• The exercise:
Quote exactly, and only, the lines from the one with "Could you please indicate the guitar headstock" through the end of the listing.

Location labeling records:

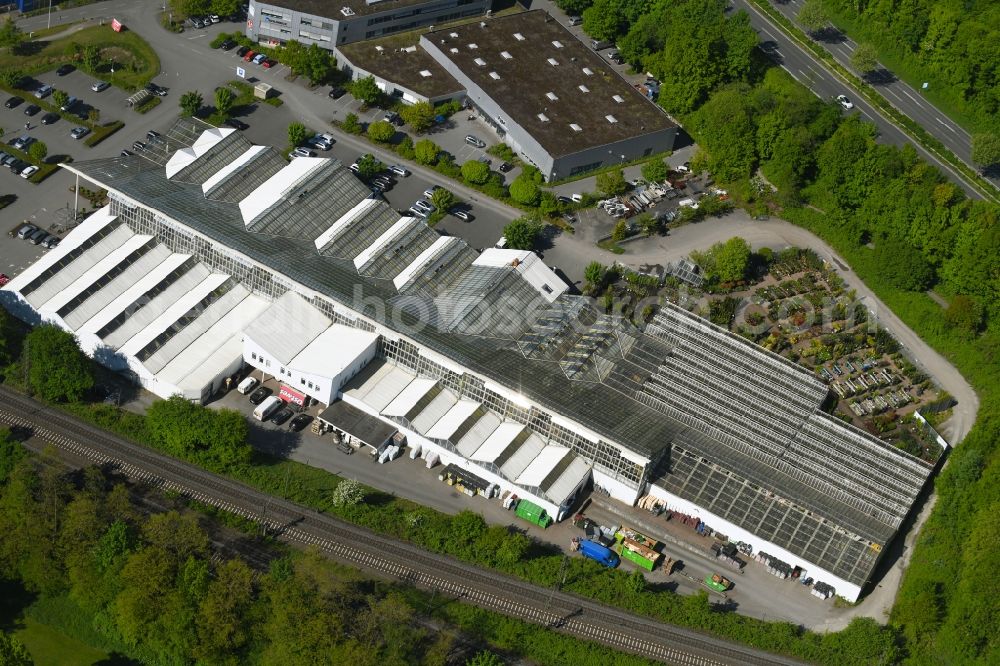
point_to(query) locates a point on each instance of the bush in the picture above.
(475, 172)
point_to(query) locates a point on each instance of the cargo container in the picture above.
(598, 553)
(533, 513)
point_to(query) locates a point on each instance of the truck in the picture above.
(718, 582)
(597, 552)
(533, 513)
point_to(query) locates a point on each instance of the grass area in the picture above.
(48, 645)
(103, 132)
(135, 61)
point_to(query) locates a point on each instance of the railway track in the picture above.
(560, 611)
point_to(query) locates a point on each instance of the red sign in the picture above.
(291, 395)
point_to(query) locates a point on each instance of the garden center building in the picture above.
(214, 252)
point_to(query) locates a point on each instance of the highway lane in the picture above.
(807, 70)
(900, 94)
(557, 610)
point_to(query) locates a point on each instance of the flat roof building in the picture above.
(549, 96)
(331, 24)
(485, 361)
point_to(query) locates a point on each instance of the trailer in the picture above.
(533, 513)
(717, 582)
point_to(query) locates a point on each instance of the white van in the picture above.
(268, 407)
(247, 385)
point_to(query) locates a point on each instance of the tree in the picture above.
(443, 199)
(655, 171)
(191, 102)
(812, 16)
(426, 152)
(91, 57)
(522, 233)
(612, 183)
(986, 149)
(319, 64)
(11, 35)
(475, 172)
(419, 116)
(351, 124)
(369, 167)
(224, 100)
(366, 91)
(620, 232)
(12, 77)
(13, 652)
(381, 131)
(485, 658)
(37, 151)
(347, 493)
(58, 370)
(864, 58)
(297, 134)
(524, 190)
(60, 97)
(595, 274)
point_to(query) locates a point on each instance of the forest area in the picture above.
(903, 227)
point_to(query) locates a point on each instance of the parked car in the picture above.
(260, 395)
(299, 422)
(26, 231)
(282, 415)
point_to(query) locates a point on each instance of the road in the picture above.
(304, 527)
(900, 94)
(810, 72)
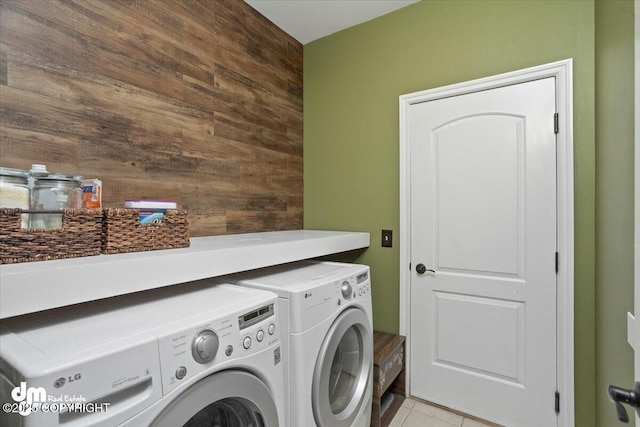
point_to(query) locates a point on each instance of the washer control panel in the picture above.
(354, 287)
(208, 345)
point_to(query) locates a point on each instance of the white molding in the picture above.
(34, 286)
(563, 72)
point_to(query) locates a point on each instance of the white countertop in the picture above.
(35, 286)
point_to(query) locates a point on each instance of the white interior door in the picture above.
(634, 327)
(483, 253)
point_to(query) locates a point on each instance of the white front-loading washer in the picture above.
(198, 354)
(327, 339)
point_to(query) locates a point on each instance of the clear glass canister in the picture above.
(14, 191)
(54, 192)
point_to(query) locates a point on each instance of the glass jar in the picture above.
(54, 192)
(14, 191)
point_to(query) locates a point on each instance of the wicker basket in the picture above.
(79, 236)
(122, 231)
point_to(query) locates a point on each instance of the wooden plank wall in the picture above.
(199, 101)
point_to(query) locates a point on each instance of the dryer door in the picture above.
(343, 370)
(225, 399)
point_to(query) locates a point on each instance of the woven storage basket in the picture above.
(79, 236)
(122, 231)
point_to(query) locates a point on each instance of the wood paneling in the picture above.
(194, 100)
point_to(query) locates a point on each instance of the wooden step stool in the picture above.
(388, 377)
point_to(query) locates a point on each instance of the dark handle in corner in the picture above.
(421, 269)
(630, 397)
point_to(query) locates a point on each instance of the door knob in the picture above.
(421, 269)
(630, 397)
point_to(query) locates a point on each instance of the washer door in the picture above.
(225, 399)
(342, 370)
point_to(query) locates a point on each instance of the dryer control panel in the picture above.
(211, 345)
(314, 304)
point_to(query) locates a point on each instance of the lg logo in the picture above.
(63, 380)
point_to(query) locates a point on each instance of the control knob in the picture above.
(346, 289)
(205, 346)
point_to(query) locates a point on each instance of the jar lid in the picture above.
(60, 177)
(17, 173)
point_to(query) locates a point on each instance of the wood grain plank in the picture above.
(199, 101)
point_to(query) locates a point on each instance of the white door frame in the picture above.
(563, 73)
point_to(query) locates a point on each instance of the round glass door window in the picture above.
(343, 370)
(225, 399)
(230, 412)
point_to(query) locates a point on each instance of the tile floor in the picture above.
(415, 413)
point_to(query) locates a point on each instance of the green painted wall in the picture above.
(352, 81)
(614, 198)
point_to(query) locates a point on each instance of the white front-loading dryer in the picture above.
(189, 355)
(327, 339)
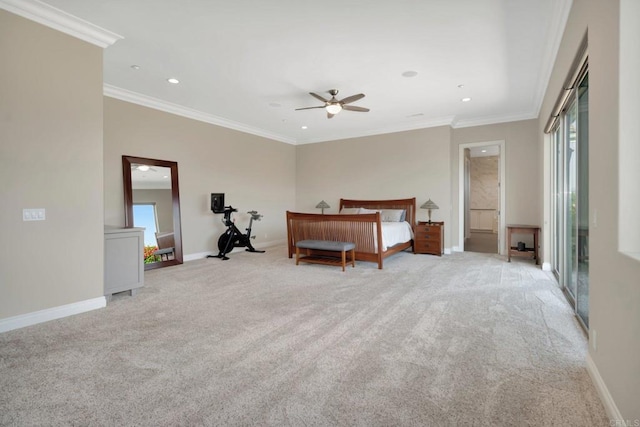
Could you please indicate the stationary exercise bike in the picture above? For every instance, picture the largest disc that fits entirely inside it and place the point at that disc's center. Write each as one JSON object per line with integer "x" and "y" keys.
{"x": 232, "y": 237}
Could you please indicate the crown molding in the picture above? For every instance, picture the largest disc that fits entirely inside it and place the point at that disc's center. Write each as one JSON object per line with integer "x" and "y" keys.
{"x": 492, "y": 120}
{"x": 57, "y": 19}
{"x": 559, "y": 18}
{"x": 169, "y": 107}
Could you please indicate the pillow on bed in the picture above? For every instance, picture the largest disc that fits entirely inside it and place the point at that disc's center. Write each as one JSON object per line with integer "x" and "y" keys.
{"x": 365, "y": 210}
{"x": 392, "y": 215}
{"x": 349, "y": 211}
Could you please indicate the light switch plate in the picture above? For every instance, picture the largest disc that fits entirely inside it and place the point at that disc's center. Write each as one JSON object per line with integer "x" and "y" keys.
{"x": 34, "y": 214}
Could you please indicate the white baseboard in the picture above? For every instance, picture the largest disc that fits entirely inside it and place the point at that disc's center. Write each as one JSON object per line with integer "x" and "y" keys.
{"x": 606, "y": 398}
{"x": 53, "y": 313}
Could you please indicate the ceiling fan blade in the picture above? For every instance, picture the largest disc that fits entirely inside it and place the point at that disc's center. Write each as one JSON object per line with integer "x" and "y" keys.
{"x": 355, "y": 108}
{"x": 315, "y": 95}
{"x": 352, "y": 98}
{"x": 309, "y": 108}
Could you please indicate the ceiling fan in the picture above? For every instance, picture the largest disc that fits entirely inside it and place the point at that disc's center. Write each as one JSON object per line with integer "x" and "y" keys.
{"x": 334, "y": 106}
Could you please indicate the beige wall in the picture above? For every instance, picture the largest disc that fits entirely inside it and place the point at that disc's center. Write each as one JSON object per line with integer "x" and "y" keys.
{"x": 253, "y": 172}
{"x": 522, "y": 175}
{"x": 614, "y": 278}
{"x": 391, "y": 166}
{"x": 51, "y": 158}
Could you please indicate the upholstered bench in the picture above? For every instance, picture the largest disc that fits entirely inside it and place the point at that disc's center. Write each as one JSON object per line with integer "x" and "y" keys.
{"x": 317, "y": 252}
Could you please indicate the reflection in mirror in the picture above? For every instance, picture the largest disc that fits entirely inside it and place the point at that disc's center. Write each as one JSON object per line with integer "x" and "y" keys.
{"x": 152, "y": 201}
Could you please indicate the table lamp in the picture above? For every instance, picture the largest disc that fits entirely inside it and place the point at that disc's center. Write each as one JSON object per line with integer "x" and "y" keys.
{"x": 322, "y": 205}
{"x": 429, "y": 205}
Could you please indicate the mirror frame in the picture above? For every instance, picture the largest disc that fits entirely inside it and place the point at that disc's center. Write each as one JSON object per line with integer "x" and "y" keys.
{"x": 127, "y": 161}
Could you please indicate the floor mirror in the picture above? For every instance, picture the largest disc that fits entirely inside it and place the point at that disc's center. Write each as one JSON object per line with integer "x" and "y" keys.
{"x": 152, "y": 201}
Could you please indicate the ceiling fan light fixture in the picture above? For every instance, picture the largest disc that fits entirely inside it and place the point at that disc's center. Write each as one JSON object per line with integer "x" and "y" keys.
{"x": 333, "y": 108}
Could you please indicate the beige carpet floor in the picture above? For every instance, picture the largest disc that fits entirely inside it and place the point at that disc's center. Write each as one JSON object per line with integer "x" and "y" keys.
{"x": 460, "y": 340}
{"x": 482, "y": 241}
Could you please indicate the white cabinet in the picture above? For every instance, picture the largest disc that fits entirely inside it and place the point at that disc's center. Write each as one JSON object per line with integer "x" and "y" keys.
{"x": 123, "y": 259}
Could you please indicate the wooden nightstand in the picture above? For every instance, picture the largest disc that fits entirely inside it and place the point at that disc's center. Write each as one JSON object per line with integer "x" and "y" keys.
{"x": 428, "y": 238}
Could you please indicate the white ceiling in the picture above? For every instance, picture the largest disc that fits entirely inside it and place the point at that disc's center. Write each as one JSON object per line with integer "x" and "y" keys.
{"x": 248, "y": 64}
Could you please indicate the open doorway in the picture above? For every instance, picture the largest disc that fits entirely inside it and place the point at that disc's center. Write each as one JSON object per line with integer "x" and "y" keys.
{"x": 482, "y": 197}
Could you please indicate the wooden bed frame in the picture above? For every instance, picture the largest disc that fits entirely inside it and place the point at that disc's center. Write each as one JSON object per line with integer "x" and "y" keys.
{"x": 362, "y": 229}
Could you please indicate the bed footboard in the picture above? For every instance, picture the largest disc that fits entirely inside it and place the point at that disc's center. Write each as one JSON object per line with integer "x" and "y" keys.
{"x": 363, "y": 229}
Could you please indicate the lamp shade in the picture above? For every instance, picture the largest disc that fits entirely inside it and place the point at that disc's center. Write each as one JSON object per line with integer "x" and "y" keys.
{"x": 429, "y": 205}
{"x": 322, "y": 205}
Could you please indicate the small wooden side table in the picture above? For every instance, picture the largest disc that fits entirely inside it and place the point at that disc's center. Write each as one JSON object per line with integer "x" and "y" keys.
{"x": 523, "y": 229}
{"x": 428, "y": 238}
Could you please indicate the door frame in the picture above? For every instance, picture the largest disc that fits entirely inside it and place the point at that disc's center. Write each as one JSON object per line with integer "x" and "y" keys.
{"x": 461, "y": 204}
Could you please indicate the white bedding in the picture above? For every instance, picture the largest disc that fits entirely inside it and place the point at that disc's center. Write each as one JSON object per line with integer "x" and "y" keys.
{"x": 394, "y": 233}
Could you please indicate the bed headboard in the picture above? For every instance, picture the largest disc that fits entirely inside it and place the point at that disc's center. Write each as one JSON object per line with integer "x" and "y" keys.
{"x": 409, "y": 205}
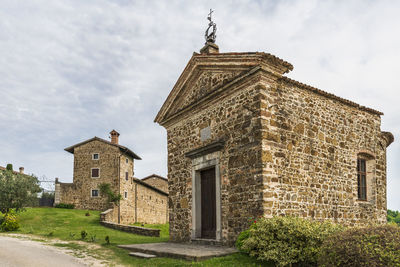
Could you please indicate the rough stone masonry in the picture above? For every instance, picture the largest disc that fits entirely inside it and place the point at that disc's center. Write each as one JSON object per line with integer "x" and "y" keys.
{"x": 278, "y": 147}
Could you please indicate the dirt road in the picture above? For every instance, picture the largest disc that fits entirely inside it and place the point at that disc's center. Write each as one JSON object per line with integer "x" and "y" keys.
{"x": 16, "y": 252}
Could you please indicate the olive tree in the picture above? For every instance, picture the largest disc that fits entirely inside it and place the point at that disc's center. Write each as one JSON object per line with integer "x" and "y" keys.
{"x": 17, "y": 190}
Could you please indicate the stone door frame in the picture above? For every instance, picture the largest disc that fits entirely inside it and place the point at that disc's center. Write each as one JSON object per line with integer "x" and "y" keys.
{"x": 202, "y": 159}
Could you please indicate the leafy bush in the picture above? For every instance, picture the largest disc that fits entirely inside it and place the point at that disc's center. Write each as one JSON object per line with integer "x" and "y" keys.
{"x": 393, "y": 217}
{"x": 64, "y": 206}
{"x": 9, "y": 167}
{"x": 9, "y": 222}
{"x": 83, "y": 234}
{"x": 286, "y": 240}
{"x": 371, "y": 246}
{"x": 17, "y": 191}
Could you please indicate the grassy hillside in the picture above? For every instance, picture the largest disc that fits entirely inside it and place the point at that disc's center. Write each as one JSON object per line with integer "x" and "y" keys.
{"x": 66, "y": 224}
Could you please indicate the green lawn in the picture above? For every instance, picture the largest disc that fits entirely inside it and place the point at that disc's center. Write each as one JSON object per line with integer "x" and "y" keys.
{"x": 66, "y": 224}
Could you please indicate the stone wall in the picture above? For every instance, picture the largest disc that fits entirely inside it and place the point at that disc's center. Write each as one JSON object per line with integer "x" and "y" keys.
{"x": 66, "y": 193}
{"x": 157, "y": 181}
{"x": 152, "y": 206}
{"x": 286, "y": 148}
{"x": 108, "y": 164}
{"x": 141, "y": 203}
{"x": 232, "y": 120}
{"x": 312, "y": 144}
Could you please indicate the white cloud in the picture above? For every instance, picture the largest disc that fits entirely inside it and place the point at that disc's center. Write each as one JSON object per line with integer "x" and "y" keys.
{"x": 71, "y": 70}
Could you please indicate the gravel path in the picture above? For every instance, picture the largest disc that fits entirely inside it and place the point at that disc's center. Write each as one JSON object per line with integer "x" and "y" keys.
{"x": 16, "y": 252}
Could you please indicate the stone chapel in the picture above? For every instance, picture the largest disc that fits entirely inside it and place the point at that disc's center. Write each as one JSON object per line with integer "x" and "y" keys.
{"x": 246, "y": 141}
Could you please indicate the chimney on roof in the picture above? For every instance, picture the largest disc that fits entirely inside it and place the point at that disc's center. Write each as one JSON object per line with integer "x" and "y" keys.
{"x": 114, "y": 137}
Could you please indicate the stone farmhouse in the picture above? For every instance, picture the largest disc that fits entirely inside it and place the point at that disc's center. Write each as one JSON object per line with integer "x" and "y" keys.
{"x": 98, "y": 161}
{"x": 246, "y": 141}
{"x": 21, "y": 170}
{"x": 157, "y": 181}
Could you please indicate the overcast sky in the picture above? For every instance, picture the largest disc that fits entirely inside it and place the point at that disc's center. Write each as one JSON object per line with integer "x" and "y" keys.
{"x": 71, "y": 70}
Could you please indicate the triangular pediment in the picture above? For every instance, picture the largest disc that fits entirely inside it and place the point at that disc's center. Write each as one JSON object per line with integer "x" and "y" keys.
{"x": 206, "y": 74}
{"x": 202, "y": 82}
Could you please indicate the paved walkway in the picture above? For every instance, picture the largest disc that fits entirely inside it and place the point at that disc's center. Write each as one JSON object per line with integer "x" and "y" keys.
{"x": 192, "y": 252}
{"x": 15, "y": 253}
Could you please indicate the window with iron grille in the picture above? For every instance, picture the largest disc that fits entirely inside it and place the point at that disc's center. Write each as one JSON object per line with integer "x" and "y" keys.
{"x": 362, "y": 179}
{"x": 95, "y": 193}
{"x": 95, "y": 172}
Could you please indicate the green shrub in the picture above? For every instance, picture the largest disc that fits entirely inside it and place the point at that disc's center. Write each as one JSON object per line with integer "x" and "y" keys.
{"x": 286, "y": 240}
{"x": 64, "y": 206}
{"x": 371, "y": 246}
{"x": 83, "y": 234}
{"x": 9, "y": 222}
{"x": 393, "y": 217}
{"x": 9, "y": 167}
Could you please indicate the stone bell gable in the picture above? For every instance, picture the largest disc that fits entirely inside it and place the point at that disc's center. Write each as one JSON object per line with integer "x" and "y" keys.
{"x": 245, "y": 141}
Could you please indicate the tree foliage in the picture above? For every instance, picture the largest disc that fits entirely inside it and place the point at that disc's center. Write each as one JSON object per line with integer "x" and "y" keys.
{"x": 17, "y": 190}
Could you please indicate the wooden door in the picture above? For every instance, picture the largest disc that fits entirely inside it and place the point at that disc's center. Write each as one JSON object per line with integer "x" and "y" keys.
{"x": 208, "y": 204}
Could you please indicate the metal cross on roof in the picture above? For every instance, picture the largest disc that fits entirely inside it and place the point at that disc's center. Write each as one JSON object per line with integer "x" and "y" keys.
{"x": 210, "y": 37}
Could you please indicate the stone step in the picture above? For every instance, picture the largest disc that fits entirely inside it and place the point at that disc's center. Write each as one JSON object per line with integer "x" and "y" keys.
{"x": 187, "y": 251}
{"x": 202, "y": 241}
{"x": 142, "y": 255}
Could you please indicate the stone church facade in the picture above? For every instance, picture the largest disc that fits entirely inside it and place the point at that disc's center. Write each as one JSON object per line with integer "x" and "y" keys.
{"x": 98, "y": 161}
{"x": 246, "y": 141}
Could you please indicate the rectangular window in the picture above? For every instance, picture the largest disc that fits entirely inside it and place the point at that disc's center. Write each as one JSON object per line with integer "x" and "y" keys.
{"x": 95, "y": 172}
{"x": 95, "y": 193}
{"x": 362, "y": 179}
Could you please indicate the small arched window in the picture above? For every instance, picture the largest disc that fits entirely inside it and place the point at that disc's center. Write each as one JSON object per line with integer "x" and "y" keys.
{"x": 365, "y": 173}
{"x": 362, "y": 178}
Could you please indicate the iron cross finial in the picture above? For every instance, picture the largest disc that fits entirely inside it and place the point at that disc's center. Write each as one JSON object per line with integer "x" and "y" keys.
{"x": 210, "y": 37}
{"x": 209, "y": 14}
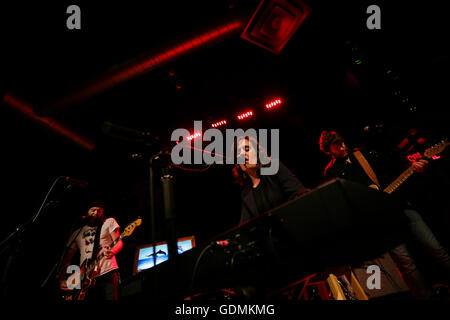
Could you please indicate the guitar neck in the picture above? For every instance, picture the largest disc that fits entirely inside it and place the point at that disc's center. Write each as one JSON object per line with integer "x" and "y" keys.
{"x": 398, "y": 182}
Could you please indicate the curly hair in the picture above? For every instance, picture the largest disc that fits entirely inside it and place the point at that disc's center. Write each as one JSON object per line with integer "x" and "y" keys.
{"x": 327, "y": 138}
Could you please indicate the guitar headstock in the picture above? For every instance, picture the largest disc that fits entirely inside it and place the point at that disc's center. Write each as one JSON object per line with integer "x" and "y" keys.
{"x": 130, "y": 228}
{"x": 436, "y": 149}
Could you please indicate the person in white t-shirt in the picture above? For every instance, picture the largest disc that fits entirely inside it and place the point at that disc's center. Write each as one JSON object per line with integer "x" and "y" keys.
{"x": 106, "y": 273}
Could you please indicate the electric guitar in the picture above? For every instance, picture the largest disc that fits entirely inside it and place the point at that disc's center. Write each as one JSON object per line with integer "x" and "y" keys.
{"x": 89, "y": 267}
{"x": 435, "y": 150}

• Answer:
Could you please indicate the guitar headstock in the picture above? For every instance, picture the largest disc that fits entirely inside it and place the point at that disc's center. Write each as one JSON object per line with integer "x" and "y" keys.
{"x": 130, "y": 228}
{"x": 436, "y": 149}
Could you please indicate the person in white t-shirt in the picture above? For every instance, picture the largest disc that fits entirely inside it and place the point at that disc's center. Write each as one JSON object per line with integer "x" and "y" keys.
{"x": 106, "y": 273}
Could you please indicate the electric guitar in the picture above? For every instance, picture the largest disc that fits entirely inside it and place the point at that disc's center. Write each as one JSON object per line with integer "x" and "y" keys.
{"x": 89, "y": 267}
{"x": 435, "y": 150}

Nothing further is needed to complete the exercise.